#### [TEXT SECTION]
====================
The drive to the start involved a missed junction, which wasn’t a problem for me but for Iain it meant we’d have to take the next junction and a car park which would be shut until 11am while the bike course was closed.

Getting round was okay though. Iain dropped us off at transition and then went to park while we checked the bikes and dropped off the swim and race bags. The swim bags needed to be dropped off by 6:15 but other than that we were free to enter and leave transition, even after the race had started.

Mine’s the green bag

A cannon signals the start of each wave with the rain stopping just as the professionals started. There were thousands of people around the canal, more than I’d seen at any other race.

Every five minutes another wave would set off and another blast of the cannon would sound.
====================
#### [DATA EXCERPTS]
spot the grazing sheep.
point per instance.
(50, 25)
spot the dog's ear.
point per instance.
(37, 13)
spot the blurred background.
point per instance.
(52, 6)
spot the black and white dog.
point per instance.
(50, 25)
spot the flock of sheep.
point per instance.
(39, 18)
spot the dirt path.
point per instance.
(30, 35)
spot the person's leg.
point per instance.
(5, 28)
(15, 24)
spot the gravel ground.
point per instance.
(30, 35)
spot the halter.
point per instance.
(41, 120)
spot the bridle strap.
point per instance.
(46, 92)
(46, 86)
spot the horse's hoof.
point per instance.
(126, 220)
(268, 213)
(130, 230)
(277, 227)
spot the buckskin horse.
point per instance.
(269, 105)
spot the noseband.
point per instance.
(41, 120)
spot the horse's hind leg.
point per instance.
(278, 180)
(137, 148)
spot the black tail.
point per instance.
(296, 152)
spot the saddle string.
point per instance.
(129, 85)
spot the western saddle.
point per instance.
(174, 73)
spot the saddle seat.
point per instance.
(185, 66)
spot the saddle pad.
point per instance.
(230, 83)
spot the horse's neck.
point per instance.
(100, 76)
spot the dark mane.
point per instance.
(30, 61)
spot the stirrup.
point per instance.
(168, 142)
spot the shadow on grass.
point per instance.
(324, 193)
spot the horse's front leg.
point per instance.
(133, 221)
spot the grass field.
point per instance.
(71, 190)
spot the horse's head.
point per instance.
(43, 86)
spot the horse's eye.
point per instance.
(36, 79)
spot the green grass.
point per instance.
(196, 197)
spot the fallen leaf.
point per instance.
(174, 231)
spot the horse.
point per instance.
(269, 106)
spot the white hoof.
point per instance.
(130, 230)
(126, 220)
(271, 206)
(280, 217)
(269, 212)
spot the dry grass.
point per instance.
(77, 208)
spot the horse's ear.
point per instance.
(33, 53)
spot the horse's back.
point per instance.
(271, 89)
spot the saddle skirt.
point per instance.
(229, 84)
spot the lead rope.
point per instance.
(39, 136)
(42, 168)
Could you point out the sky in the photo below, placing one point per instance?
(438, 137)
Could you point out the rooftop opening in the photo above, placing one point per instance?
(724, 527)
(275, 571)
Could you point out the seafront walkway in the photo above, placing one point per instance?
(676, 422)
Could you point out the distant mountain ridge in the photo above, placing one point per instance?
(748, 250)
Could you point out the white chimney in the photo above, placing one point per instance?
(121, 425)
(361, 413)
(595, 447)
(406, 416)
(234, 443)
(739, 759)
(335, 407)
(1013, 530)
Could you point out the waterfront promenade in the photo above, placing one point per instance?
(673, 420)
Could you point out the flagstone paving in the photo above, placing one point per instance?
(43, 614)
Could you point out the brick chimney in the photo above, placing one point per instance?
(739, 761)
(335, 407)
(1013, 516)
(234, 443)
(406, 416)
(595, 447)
====================
Could you write out the race report word for word, from "Getting round was" up to and including "cannon would sound."?

#### [EXERCISE RESPONSE]
Getting round was okay though. Iain dropped us off at transition and then went to park while we checked the bikes and dropped off the swim and race bags. The swim bags needed to be dropped off by 6:15 but other than that we were free to enter and leave transition, even after the race had started.

Mine’s the green bag

A cannon signals the start of each wave with the rain stopping just as the professionals started. There were thousands of people around the canal, more than I’d seen at any other race.

Every five minutes another wave would set off and another blast of the cannon would sound.